_WRITTEN REQUEST_
Please print all of the material below, word for word.

— Start of EXTRACTED MATERIAL —

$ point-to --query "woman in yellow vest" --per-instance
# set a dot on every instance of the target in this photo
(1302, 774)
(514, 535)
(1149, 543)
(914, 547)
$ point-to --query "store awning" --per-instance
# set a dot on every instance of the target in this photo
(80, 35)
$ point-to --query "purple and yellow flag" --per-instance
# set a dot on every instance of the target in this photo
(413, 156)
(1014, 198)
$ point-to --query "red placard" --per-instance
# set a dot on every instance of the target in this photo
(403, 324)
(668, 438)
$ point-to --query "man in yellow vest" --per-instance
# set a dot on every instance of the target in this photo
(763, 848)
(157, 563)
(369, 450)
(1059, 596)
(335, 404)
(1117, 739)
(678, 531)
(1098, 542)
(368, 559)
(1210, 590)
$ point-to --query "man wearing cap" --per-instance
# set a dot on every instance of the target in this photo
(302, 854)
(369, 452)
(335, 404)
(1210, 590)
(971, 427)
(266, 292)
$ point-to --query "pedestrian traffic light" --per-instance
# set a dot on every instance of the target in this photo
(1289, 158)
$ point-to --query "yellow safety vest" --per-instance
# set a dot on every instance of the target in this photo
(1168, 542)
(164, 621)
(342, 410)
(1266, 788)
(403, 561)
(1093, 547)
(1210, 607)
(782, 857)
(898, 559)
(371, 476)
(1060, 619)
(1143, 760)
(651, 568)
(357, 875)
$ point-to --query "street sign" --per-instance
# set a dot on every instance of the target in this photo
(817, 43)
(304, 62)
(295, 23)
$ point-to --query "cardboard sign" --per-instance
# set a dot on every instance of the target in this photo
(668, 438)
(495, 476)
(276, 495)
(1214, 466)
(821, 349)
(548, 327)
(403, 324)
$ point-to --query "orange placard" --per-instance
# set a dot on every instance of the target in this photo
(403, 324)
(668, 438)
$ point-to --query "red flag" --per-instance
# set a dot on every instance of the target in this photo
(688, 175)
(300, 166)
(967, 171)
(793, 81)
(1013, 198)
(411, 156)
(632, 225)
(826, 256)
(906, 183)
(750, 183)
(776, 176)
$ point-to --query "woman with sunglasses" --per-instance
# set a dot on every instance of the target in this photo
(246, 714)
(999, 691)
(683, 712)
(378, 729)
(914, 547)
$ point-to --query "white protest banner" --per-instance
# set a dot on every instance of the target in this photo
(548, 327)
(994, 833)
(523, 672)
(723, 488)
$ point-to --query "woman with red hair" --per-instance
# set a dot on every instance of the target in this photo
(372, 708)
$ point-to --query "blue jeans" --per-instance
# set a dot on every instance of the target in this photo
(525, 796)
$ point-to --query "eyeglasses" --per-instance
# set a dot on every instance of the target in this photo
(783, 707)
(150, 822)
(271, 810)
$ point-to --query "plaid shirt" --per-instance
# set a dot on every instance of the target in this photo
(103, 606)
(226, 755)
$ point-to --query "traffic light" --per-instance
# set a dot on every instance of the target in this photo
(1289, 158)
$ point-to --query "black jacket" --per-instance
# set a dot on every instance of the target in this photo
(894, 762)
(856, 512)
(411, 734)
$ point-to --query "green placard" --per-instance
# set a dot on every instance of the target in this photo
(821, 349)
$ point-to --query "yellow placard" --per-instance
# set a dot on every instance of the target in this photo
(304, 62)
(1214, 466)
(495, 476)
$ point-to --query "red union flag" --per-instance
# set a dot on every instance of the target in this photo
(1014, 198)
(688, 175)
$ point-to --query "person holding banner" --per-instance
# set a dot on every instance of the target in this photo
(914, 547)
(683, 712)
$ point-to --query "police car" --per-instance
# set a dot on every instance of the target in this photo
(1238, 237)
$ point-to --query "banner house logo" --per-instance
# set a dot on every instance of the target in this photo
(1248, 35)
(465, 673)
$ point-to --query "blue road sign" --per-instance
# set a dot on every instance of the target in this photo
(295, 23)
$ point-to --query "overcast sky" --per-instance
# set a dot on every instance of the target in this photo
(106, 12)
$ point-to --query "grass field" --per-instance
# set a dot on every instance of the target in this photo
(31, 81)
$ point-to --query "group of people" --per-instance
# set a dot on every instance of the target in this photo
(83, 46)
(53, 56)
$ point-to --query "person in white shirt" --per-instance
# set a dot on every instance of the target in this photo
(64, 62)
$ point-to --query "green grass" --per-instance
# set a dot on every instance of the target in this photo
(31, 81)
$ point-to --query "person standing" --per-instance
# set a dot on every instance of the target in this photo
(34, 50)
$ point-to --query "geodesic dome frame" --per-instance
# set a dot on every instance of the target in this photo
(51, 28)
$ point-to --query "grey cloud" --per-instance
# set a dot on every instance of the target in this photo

— End of EXTRACTED MATERIAL —

_ANSWER TO THIS PROBLEM_
$ point-to --query "woman in yellow vest" --per-instance
# set a dot on every instance of the target in this photo
(1302, 774)
(514, 535)
(1149, 543)
(914, 547)
$ point-to --query "store awning" --per-instance
# set a dot on every instance of the target in this photo
(80, 35)
$ point-to --query "purple and yellow flag" --per-instance
# set a dot on every instance of the target in this photo
(413, 156)
(1014, 198)
$ point-to --query "red placard" --per-instance
# set a dot on every instance of the target in this photo
(403, 324)
(668, 438)
$ point-to --query "man in yellow vest" --per-instance
# set a dot on every instance of the target in this photo
(763, 848)
(157, 563)
(369, 450)
(1059, 596)
(335, 404)
(1117, 739)
(678, 531)
(1098, 542)
(368, 559)
(1210, 590)
$ point-to --query "man wearing cap" --per-instance
# set a dot on every instance of the target in this photo
(302, 854)
(369, 452)
(335, 404)
(1210, 590)
(971, 427)
(266, 292)
$ point-to --query "pedestrian traffic light" --per-instance
# set a dot on every instance of the target in this photo
(1289, 158)
$ point-to --query "yellow safety vest" --per-instance
# set a dot on every instance of the target in this photo
(1168, 542)
(164, 621)
(342, 410)
(1266, 788)
(403, 561)
(1093, 547)
(1210, 607)
(782, 857)
(898, 559)
(371, 476)
(1060, 619)
(1143, 760)
(651, 568)
(357, 875)
$ point-to --query "street sign" --per-instance
# set a dot on every instance of the target in this photo
(817, 43)
(304, 62)
(295, 23)
$ point-to --query "cardboard sign" --per-instance
# set a dot on every instance of the target in this photo
(668, 438)
(495, 476)
(276, 495)
(1214, 466)
(821, 349)
(548, 327)
(403, 324)
$ point-to --query "orange placard" --per-instance
# set a dot on every instance of the target in this photo
(403, 324)
(668, 438)
$ point-to --query "red flag" --per-instance
# set a dot on every instance of the target in this photo
(688, 175)
(300, 166)
(967, 171)
(793, 81)
(1013, 198)
(411, 156)
(632, 225)
(826, 256)
(906, 183)
(750, 183)
(776, 176)
$ point-to --query "woman with sunglasses" --per-instance
# set a dot on every instance of the target in this photo
(246, 714)
(999, 691)
(683, 712)
(378, 729)
(914, 547)
$ point-to --query "white protest banner" --per-instance
# set a dot on every instance of the target in this photo
(548, 327)
(994, 833)
(523, 672)
(723, 488)
$ point-to --query "woman with red hair" --per-instance
# set a dot on every instance of the target in this photo
(372, 708)
$ point-to --query "blue jeans" --per-instance
# set a dot on every instance of the target in this photo
(525, 796)
$ point-to --query "eyeglasses" --per-instance
# set a dot on every instance of the target in this photo
(783, 707)
(150, 822)
(271, 810)
$ point-to --query "plaid shirt" --per-instance
# set a dot on every instance of the target in this photo
(103, 606)
(226, 755)
$ point-to --query "traffic light" --per-instance
# set a dot on every instance of the target in this photo
(1289, 158)
$ point-to --query "black jacket" --per-instance
# set a dot on every instance of the target in this photo
(894, 762)
(856, 512)
(411, 734)
$ point-to --query "green placard" --per-instance
# set a dot on every instance of the target in this photo
(821, 349)
$ point-to --query "yellow placard" --per-instance
# set a dot on every instance of the target in this photo
(304, 62)
(1214, 466)
(495, 476)
$ point-to --query "red union flag" --per-instance
# set a dot on every instance of the target in this photo
(1014, 198)
(688, 175)
$ point-to --query "person holding banner" --per-instance
# set a dot on every instance of the target in this photo
(914, 547)
(683, 712)
$ point-to --query "police car" --per-instance
# set a dot on every instance of the target in this photo
(1238, 237)
$ point-to --query "banner house logo" --per-instance
# set a dot on every instance of the target in this photo
(1248, 35)
(465, 673)
$ point-to --query "blue road sign" --per-instance
# set a dot on every instance of the target in this photo
(295, 23)
$ point-to --query "overcast sky" --per-instance
# set a dot on every instance of the target in this photo
(106, 12)
$ point-to --query "grass field" --per-instance
# set a dot on every instance of the target in this photo
(31, 81)
$ point-to --query "group of people" --per-instance
# set a dot on every instance of the target in this photo
(83, 46)
(53, 56)
$ point-to --query "person in white shirt" --per-instance
# set a dot on every instance of the target in this photo
(64, 62)
$ point-to --query "green grass" --per-instance
# set a dot on every instance of the target in this photo
(31, 81)
$ point-to --query "person standing" --per-instance
# set a dot on every instance of the target in this photo
(34, 50)
$ point-to --query "geodesic dome frame" --per-instance
# set a dot on every instance of the target in this photo
(51, 28)
$ point-to --query "grey cloud" --per-instance
# set a dot on every instance of the target in this photo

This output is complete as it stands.